[Labeled contour entries]

════════════════════

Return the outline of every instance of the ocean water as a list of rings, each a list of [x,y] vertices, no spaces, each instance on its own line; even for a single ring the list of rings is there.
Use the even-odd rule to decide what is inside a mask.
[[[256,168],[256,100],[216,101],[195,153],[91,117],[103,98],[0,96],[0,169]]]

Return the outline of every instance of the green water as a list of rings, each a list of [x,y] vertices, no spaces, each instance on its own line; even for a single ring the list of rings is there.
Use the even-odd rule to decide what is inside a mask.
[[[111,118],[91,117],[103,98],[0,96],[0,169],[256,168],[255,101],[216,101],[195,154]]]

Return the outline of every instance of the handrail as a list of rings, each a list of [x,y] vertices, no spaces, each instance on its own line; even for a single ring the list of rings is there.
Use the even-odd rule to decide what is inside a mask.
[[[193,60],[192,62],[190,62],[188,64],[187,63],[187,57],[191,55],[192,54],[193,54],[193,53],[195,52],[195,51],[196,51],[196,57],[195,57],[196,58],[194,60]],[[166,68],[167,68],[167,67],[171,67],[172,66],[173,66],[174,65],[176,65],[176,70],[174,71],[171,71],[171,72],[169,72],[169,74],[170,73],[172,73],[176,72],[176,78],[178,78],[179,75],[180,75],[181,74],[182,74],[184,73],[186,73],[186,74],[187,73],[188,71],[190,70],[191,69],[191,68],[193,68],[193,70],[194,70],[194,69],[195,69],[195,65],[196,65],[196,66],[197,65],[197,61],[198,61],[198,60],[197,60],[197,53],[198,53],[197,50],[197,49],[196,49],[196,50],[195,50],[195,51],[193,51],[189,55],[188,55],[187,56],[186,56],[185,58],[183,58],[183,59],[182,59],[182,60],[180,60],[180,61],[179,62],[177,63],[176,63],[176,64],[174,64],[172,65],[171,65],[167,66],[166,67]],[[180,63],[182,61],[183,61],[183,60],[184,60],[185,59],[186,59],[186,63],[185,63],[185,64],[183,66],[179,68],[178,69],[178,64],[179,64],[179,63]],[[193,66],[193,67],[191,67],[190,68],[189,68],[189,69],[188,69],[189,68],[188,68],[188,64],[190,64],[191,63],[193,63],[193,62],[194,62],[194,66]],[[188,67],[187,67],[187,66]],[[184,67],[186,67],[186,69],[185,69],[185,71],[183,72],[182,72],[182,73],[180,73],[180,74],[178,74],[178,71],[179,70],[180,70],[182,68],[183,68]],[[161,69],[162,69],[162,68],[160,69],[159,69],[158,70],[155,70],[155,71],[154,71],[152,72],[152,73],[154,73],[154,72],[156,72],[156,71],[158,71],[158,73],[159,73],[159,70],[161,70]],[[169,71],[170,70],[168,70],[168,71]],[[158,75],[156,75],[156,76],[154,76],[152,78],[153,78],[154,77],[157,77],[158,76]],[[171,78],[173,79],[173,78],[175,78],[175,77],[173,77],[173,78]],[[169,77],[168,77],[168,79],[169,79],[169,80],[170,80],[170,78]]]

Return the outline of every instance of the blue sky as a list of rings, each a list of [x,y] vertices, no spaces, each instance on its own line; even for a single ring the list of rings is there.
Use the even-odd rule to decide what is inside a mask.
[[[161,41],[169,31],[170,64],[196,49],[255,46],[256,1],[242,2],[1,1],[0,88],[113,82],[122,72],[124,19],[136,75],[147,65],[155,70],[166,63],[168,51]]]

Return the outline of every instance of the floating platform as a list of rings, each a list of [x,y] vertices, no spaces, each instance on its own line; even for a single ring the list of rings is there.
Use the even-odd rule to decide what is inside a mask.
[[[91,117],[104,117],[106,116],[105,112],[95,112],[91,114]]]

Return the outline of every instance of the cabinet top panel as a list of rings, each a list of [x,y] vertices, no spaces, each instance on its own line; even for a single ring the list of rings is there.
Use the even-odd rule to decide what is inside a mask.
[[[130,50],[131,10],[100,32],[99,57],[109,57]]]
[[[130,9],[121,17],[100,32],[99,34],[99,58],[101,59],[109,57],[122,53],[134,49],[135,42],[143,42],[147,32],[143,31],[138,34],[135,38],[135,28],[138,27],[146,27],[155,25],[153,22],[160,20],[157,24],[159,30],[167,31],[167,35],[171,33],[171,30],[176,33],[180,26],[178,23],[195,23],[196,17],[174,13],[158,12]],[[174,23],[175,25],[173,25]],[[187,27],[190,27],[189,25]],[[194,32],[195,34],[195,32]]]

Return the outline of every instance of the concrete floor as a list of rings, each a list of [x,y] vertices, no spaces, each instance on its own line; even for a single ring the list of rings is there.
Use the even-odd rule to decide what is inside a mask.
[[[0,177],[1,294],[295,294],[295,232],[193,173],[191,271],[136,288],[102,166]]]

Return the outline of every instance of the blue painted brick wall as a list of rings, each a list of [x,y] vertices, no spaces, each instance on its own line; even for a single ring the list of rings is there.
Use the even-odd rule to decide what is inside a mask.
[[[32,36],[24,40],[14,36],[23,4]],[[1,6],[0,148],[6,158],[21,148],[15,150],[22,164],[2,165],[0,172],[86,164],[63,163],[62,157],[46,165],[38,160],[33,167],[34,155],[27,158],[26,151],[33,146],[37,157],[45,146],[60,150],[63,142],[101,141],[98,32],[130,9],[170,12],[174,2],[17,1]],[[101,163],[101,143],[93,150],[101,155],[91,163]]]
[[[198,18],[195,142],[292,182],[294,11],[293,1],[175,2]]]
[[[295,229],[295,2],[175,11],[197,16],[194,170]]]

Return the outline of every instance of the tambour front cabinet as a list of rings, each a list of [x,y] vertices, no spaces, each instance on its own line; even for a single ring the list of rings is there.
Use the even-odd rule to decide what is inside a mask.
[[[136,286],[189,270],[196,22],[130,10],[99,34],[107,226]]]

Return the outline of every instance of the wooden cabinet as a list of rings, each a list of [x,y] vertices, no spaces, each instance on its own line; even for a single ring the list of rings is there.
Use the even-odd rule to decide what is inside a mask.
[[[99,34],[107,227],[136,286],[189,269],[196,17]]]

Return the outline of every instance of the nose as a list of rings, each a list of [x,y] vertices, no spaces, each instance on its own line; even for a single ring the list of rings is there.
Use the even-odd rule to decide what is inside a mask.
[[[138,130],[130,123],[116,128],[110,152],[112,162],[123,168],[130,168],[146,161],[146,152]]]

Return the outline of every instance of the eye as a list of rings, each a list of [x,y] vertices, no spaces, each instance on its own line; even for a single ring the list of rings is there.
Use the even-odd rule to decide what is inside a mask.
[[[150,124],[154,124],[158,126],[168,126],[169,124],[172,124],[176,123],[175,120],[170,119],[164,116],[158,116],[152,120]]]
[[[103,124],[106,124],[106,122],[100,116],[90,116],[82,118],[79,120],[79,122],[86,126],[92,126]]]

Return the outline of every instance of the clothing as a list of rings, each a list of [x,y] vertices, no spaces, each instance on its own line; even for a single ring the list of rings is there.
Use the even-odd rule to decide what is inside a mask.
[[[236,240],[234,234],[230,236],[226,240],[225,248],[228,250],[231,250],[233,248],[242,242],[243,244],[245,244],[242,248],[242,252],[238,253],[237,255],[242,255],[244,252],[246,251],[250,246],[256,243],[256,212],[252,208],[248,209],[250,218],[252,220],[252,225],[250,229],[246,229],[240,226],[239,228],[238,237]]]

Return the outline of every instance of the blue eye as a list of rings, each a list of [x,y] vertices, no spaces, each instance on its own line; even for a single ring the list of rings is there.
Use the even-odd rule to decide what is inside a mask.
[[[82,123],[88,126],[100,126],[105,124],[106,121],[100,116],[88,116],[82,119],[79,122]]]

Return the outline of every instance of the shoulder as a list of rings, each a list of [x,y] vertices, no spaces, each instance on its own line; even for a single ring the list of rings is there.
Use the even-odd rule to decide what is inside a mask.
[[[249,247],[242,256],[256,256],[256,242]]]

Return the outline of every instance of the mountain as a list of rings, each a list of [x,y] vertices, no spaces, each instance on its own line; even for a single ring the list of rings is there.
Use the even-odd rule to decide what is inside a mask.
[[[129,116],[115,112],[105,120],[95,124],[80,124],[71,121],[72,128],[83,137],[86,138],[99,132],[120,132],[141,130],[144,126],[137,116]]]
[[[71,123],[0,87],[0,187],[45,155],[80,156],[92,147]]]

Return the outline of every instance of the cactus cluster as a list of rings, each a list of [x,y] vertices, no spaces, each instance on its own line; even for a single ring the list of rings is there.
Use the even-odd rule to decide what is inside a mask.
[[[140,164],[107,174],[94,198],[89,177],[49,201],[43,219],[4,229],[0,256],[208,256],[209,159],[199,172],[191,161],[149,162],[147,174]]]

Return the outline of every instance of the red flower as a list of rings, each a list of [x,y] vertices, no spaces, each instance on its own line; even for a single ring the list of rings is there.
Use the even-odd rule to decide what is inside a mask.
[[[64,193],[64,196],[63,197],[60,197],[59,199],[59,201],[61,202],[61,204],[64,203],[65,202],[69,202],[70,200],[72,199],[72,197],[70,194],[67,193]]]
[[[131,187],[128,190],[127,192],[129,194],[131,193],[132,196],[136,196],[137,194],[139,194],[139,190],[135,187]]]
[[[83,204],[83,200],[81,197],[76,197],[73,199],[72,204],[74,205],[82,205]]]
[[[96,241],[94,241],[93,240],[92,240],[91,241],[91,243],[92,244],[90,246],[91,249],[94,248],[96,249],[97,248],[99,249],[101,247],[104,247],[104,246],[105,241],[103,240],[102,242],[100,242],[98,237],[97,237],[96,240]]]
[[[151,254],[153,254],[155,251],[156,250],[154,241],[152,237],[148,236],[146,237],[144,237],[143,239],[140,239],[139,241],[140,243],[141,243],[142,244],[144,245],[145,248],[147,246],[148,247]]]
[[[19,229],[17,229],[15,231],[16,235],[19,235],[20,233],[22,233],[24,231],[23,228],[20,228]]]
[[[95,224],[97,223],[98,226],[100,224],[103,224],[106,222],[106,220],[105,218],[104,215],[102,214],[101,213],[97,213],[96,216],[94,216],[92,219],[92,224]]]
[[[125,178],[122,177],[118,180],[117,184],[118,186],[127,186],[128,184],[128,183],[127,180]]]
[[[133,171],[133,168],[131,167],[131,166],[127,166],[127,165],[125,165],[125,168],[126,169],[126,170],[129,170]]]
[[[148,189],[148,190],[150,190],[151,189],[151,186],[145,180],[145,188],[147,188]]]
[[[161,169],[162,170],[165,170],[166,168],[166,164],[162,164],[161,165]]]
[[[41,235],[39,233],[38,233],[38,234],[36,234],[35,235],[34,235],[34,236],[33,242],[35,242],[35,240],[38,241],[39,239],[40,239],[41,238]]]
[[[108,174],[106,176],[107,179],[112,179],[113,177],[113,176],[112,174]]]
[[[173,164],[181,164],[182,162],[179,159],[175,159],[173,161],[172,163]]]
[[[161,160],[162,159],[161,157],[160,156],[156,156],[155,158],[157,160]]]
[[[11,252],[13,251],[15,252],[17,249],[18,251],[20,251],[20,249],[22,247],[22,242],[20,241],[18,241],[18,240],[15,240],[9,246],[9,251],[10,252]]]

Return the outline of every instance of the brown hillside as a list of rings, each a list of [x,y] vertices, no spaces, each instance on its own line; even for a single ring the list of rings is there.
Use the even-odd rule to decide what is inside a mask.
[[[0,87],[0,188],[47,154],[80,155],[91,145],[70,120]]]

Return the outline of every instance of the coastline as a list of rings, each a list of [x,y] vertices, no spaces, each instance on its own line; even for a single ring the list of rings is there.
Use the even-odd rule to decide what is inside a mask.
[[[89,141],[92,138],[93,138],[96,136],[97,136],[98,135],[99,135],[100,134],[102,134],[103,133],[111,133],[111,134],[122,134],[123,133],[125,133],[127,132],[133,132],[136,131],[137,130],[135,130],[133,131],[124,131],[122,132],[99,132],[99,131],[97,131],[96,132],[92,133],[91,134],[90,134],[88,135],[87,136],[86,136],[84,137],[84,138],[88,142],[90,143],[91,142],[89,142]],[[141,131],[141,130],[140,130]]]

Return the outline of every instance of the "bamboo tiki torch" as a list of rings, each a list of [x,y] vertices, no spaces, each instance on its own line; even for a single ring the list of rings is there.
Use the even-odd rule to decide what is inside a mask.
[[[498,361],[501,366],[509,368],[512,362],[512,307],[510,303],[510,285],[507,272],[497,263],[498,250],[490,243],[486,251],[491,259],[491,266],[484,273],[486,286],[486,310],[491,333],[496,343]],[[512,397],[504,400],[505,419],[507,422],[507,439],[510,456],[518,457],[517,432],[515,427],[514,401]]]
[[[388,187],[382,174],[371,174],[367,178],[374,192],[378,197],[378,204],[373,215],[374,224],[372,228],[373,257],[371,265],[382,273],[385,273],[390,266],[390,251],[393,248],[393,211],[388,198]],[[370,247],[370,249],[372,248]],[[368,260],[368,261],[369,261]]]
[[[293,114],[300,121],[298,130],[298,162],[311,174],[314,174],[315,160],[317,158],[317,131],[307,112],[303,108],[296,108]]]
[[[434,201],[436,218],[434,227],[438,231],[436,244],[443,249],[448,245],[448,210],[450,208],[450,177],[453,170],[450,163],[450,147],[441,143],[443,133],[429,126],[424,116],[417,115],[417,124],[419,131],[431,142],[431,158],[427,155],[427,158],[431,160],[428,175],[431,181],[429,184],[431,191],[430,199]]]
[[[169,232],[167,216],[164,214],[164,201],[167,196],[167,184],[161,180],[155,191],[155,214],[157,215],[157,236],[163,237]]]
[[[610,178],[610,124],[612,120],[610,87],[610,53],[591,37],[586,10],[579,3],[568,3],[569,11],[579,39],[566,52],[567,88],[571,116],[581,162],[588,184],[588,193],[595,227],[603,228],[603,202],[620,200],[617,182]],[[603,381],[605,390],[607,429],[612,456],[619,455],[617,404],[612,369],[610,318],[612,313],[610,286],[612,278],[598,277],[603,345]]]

════════════════════

Exercise description: Pick out every line in the listing that contains the string "blue" and copy each one. Case counts.

Full response:
Return the outline of every instance of the blue sky as a list of rings, each a list of [x,y] vertices, no spaces, each instance on its own line; even for a single ring the list of rings is there.
Return the outline of every instance of the blue painted brick wall as a list of rings, each a list of [x,y] vertices, no spaces, each instance on its own line; even for a single ring the list of rings is there.
Return the outline of every instance of the blue eye as a list of rings, each a list of [x,y] vertices, no spaces, each instance on its own line; even for a single ring the list of rings is there.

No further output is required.